> _Kutipan Teks_:

┌──

Tapi bukan itu yang ingin saya soroti di sini.
PENDUDUK BANYAK KOK BEGINI
Menurut saya, tidak ada alasan bagi pemain Indonesia untuk tidak unggul dalam setiap kejuaraan badminton dunia. Kita punya 270 juta penduduk yang secara lahiriah sudah unggul dalam cabang olah raga ini. Seperti orang Norwegia yang terlahir dengan ski di kakinya, orang Indonesia terlahir dengan raket di tangannya.
Dibandingkan dengan Denmark yang "cuman" 5.8 juta, Singapur 5.7 juta, atau Hong Kong 7.5 juta. Kekalahan hari ini sungguh menyedihkan dan merupakan puncak dari gunung es yang menurut saya pribadi perlu segera dibenahi di tanah air. Besok Denmark punya all Danish final untuk cabang single laki-laki, Korea all Koreans final di cabang double perempuan.
Tidak bisa dipungkiri bahwa prestasi atlet banyak dipengaruhi oleh situasi politik di dalam negeri. Masalah pembibitan dan pembinaan yang sempat diributkan oleh segelintir manusia berkaitan dengan "label rokok" merupakan contoh situaasi yang terus terang tidak saya fahami.
Di negara maju, masalah pembibitan dan pembinaan baik di bidang olah raga maupun yang lain dimulai sejak dini dan dilakukan secara terintegrasi.
Anak laki-laki saya mulai bermain sepak bola sejak SD. Ada tim lokal sekolah yang diasuh oleh beberapa orang tua. Berangsur semakin besar, maka latihan menjadi lebih serius. Ada klub lokal yang bekerja sama dengan sekolah dalam proses pembinaannya. Ada kejuaraan dan pertandingan yang rutin diadakan secara berkala. Anak-anak yang berbakat dan memiliki minat bisa mengikuti program yang "lebih serius".

└──

> _Instruksi A_:
Menurut tulisan tentang bulu tangkis Indonesia, berapa jumlah penduduk Denmark?
Teks dan daftar ini tidak saling berhubungan.

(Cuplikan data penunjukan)
┌──

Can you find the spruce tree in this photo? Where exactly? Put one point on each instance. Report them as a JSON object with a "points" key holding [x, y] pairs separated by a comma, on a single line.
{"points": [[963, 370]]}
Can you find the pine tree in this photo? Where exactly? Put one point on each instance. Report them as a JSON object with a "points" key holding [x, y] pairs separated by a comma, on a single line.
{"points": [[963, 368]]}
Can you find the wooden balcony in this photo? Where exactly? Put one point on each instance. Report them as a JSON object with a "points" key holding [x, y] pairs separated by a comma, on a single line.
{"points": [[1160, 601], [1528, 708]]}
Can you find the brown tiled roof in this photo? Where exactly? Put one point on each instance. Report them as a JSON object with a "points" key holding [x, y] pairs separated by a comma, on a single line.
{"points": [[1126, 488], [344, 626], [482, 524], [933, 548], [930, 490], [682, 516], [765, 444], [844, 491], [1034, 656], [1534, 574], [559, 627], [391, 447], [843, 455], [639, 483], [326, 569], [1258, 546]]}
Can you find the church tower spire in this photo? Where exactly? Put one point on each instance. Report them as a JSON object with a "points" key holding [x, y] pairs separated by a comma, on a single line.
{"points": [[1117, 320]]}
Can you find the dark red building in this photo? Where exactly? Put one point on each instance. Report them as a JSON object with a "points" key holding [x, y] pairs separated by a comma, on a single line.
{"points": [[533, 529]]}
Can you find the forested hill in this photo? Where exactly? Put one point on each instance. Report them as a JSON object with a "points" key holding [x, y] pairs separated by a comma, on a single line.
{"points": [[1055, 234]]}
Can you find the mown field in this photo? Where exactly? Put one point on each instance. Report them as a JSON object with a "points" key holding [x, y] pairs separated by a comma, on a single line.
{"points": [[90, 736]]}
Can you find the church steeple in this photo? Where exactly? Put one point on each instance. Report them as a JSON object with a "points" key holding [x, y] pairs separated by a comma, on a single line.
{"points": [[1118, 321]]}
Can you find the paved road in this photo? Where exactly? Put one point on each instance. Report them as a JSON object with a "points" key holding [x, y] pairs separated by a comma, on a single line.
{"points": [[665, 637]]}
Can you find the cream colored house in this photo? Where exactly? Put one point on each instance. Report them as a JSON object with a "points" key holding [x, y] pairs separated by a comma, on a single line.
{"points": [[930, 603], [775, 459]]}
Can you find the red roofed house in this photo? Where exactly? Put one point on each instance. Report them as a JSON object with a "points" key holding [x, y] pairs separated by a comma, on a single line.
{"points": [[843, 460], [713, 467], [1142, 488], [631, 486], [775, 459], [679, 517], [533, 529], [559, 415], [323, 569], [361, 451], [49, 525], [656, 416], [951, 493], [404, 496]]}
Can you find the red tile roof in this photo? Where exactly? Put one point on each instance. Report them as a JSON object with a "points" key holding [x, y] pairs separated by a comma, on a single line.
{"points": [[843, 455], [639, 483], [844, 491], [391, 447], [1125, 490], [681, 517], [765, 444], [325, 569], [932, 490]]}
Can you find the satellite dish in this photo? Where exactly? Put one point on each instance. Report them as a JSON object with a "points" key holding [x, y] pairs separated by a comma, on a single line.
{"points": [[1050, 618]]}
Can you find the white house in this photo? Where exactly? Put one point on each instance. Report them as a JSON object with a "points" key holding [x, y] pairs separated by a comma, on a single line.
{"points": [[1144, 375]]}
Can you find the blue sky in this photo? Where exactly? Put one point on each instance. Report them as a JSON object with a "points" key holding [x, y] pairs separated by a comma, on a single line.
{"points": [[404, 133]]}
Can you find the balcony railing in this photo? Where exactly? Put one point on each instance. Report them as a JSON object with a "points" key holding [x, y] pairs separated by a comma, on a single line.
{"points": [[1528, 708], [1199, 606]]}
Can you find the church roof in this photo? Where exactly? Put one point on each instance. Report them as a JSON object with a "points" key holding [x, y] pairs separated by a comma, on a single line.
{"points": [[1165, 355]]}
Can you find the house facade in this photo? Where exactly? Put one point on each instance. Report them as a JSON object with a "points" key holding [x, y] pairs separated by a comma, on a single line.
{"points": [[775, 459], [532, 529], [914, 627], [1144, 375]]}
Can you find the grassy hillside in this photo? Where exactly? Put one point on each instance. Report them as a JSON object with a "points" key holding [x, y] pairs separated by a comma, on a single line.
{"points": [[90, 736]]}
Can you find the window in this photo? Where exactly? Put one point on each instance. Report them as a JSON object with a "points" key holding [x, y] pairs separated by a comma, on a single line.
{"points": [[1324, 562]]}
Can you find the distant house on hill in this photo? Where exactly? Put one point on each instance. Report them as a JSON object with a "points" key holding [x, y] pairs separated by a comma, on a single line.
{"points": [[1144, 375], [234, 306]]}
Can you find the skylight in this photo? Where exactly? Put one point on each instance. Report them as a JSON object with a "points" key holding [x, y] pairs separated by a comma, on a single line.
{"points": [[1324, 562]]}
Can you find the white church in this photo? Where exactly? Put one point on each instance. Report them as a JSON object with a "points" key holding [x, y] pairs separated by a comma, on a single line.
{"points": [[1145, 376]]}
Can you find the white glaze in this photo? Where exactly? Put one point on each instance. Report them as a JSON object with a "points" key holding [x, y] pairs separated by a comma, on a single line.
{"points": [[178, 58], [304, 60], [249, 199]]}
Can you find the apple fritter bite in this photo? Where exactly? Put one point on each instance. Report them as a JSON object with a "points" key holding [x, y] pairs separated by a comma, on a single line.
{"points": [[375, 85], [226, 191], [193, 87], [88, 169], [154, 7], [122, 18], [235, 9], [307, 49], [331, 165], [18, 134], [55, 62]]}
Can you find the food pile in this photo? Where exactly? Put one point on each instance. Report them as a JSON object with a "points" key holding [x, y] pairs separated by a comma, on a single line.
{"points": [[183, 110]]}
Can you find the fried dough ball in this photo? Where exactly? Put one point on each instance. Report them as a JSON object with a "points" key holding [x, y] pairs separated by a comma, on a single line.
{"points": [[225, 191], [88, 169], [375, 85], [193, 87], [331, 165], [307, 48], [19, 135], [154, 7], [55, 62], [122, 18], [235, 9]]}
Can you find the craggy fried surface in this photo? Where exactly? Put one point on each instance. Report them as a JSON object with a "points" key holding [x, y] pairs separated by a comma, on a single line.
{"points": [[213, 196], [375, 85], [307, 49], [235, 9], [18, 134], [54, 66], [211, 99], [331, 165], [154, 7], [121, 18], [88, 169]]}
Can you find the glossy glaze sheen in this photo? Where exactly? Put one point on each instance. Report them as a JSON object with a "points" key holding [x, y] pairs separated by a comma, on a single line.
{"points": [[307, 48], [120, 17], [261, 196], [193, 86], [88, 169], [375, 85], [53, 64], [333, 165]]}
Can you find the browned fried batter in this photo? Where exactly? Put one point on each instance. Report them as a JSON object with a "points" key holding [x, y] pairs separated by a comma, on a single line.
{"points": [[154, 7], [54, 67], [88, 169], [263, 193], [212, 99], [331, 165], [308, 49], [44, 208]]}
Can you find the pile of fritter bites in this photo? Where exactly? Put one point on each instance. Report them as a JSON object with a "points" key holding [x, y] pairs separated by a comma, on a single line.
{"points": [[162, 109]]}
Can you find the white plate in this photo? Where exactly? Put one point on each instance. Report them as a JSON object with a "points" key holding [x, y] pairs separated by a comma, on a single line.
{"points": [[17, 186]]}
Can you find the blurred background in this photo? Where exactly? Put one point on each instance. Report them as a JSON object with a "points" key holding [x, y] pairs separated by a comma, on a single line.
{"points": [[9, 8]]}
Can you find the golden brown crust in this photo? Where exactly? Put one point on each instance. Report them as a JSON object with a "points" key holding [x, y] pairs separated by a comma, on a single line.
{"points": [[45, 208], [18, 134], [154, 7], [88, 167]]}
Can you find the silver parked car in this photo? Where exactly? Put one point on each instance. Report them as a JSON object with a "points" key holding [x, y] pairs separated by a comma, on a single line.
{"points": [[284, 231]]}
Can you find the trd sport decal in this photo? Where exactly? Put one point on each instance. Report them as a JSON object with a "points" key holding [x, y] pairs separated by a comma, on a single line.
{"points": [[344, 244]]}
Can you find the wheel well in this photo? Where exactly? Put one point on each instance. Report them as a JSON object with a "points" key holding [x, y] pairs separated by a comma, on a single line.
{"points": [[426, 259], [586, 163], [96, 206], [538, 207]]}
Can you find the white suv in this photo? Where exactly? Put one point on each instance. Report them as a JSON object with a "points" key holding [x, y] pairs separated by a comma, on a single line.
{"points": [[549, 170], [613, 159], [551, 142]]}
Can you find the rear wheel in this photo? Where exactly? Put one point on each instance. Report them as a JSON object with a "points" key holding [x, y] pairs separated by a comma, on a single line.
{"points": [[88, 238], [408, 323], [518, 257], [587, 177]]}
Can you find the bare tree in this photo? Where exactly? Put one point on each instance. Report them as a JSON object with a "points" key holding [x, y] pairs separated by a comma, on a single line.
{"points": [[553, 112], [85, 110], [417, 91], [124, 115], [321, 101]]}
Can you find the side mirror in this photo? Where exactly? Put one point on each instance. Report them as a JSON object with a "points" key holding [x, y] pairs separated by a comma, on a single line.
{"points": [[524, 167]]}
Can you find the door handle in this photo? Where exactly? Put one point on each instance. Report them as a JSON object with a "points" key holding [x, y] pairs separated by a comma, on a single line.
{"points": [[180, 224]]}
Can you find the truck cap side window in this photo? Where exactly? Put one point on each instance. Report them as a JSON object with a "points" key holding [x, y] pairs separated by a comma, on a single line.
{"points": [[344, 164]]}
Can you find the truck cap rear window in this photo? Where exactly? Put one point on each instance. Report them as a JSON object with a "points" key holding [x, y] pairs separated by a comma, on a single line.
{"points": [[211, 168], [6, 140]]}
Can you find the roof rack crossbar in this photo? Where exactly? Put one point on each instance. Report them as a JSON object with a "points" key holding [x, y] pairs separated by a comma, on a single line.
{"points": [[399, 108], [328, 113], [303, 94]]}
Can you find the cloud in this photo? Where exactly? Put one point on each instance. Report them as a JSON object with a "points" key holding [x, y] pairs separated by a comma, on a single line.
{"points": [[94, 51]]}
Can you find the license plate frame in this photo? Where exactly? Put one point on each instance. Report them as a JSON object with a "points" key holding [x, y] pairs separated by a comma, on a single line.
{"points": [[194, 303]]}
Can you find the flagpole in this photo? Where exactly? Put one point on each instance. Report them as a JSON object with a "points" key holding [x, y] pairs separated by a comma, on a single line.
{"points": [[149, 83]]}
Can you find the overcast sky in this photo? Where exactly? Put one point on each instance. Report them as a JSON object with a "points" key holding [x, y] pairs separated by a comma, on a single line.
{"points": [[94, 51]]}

└──

> _Instruksi B_:
Laporkan setiap baris dalam daftar yang memuat kata "pile".

> _Jawaban Tertulis A_:
5.8 juta.

> _Jawaban Tertulis B_:
Can you find the food pile in this photo? Where exactly? Put one point on each instance. Report them as a JSON object with a "points" key holding [x, y] pairs separated by a comma, on a single line.
Can you find the pile of fritter bites in this photo? Where exactly? Put one point on each instance. Report them as a JSON object with a "points" key holding [x, y] pairs separated by a comma, on a single line.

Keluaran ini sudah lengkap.